▶ [Excerpt provided]:
────────────────────────────────────────
I thoroughly enjoyed the opening of Parliament. It always fills me with a sense of optimism to look forward to another Session and what we can do. As the DUP Health spokesman, that optimism was dulled when I noted, with some dismay, that the Government had not included standardised cigarette packs in the Queen’s Speech. It would have been great to see essential measures on that.
I am reminded of the dance, the hokey-cokey: they are in for packaging, they are out for packaging, they are in for packaging, they are out for packaging, and they swing it all about. I cannot do the hokey-cokey, but I know who can. The Government can do the hokey-cokey and nobody can do it better. Bruce Forsyth often says, “Didn’t they do well?” If he ever retires, there are two hon. Members who will be vying for his position.
I am encouraged that some hon. Members have had the courage of their convictions. The hon. Member for Salisbury (John Glen) has taken a clear stance on plain packaging, as have other Members. I appreciate that.
I have received many e-mails from constituents on this issue. One stated:
“Since tobacco advertising became illegal in the UK, the tobacco companies have been investing a fortune on packaging design to attract new consumers. Most of these new consumers are children with 80% of smokers starting by the age of 19.”
Other Members have made it clear that we must stop smoking being an attraction for young people. About 200,000 children as young as 11 years old are smoking already and the addiction kills one in two long-term users. A recent YouGov poll showed that 63% of the public back plain packaging and that only 16% are against it.
────────────────────────────────────────
▶ [Things to do]:
**1.** In the speech on plain cigarette packaging, what percentage of the public backed plain packaging in the recent YouGov poll?
**2.** Summarize the speech on plain cigarette packaging in two sentences.
────────────────────────────────────────
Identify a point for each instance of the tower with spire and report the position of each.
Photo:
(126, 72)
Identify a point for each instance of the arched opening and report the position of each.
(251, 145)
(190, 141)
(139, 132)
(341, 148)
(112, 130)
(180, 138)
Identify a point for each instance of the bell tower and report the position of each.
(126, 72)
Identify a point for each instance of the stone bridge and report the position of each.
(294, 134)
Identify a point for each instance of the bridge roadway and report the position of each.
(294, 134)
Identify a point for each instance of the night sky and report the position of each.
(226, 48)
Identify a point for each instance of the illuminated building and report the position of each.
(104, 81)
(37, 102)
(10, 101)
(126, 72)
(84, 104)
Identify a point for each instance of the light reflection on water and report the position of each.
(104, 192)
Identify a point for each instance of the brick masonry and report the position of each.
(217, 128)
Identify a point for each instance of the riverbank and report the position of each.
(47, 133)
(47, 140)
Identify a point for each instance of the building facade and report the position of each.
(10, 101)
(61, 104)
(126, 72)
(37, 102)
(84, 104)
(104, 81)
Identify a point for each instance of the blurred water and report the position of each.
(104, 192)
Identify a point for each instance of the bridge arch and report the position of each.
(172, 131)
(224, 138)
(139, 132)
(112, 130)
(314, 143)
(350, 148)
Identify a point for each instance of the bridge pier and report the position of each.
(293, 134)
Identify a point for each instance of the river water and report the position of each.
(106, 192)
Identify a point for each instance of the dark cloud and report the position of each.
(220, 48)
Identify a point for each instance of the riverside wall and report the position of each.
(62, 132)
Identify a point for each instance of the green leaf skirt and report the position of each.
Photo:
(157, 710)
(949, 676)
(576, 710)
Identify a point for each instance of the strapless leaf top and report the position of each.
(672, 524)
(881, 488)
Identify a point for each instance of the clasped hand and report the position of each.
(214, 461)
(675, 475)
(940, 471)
────────────────────────────────────────
▶ [Solutions for each task]:
**1.** 63% of the public backed plain packaging.

**2.** The DUP Health spokesman expresses dismay that the Government left standardized cigarette packs out of the Queen's Speech and likens the Government's shifting position on packaging to the hokey-cokey. The speech cites a constituent's view that tobacco companies spend heavily on package design to attract new smokers, most of them children, and notes that about 200,000 children as young as 11 already smoke and that 63% of the public support plain packaging.